→ Text for analysis:
◆ ◆ ◆
I’d been meaning to write about this story for a while now, but finally got around to it. In case you missed it, Thousands of NFL players’ medical records were stolen. Here’s a piece of the DeadSpin summary of the incident:
In late April, the NFL recently informed its players, a Skins athletic trainer’s car was broken into. The thief took a backpack, and inside that backpack was a cache of electronic and paper medical records for thousands of players, including NFL Combine attendees from the last 13 years. That would encompass the vast majority of NFL players
The Redskins later issues this statement:
The Washington Redskins can confirm that a theft occurred mid-morning on April 15 in downtown Indianapolis, where a thief broke through the window of an athletic trainer’s locked car. No social security numbers, Protected Health Information (PHI) under HIPAA, or financial information were stolen or are at risk of exposure.
The laptop was password-protected but unencrypted, but we have no reason to believe the laptop password was compromised. The NFL’s electronic medical records system was not impacted.
It’s interesting that the Redskins said that it didn’t include any PHI that would be covered by HIPAA rules and regulations. I was interested in how HIPAA would apply to an NFL team, so I reached out to David Harlow for the answer. David Harlow, Health Blawg writer, offered these insights into whether NFL records are required to comply with HIPAA or not:
These records fall in a gray zone between employment records and health records. Clearly the NFL understands what’s at stake if, as reported, they’ve proactively reached out to the HIPAA police. At least one federal court is on record in a similar case saying, essentially, C’mon, you know you’re a covered entity; get with the program.
Michael Magrath, current Chairman, HIMSS Identity Management Task Force, and Director of Healthcare Business, VASCO Data Security offered this insight into the breach:
This is a clear example that healthcare breaches are not isolated to healthcare organizations. They apply to employers, including the National Football League. Teams secure and protect their playbooks and need to apply that philosophy to securing their players’ medical information.
Laptop thefts are common place and one of the most common entries (310 incidents) on the HHS’ Office of Civil Rights portal listing Breaches Affecting 500 or More Individuals. Encryption is one of the basic requirements to secure a laptop, yet organizations continue to gamble without it and innocent victims can face a lifetime of identity theft and medical identity theft.
Assuming the laptop was Windows based, security can be enhanced by replacing the static Windows password with two-factor authentication in the form of a one-time password. Without the authenticator to generate the one-time password, gaining entry to the laptop will be extremely difficult. By combining encryption and strong authentication to gain entry into the laptop the players and prospects protected health information would not be at risk, all because organizations and members wish to avoid few moments of inconvenience.
This story brings up some important points. First, healthcare is far from the only industry that has issues with breaches and things like stolen or lost laptops. Second, healthcare isn’t the only one that sees the importance of encrypting mobile devices. However, despite the importance, many organizations still aren’t doing so. Third, HIPAA is an interesting law since it only covers PHI and covered entities. HIPAA omnibus expanded that to business associates. However, there are still a bunch of grey areas that aren’t sure if HIPAA applies. Plus, there are a lot of white areas where your health information is stored and HIPAA doesn’t apply.
Long story short, be smart and encrypt your health data no matter where it’s stored. Be careful where you share your health data. Anyone could be breached and HIPAA will only protect you so much (covered entity or not).
◆ ◆ ◆
→ Data section:
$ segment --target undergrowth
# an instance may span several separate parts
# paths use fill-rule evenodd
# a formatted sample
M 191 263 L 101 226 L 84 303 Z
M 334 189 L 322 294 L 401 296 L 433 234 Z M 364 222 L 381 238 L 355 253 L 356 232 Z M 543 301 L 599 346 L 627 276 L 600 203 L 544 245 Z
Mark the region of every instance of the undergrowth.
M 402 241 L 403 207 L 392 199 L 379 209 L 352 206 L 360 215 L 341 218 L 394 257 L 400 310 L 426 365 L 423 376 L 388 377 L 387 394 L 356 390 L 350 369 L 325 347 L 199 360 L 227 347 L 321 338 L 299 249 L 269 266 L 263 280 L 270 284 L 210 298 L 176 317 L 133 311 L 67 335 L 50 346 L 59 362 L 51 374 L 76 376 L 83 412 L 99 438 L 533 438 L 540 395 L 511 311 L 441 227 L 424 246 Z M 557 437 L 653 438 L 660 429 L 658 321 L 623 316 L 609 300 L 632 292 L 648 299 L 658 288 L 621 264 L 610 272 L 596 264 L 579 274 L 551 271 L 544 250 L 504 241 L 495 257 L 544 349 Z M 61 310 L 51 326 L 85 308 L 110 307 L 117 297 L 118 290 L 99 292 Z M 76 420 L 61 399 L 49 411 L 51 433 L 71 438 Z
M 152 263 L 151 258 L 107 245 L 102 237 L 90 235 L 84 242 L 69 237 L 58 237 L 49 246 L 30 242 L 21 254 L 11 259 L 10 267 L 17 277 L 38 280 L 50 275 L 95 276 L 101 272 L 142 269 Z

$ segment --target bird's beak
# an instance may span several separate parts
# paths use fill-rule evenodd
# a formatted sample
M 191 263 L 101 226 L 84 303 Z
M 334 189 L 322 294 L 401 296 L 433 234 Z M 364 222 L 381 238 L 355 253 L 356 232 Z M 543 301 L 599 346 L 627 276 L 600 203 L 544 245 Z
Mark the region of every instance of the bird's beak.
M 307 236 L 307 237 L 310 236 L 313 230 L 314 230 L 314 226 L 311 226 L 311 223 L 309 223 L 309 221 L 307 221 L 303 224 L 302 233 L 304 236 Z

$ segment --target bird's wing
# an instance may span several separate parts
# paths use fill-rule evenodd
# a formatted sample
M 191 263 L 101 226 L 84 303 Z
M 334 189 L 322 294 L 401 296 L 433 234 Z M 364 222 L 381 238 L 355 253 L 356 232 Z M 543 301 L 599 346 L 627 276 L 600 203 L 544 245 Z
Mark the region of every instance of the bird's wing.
◆ ◆ ◆
→ About this exercise: Reproduce the part of the post about the stolen NFL medical records starting with "This story brings" and going on through "HIPAA doesn’t apply.".

→ Reply to the exercise:
This story brings up some important points. First, healthcare is far from the only industry that has issues with breaches and things like stolen or lost laptops. Second, healthcare isn’t the only one that sees the importance of encrypting mobile devices. However, despite the importance, many organizations still aren’t doing so. Third, HIPAA is an interesting law since it only covers PHI and covered entities. HIPAA omnibus expanded that to business associates. However, there are still a bunch of grey areas that aren’t sure if HIPAA applies. Plus, there are a lot of white areas where your health information is stored and HIPAA doesn’t apply.